## Korte opdracht
Wissel in de regels van de lijst, beginnend bij de regel met "# point at: chunky" en eindigend aan het einde van de lijst, "texture" in voor "pattern". Geef alleen die regels terug, verder ongewijzigd.

Datasetregels
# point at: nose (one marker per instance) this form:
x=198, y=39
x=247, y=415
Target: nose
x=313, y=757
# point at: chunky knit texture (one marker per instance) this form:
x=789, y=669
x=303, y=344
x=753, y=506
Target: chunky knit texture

## Volledig antwoord
# point at: chunky knit pattern (one marker per instance) this form:
x=789, y=669
x=303, y=344
x=753, y=506
Target: chunky knit pattern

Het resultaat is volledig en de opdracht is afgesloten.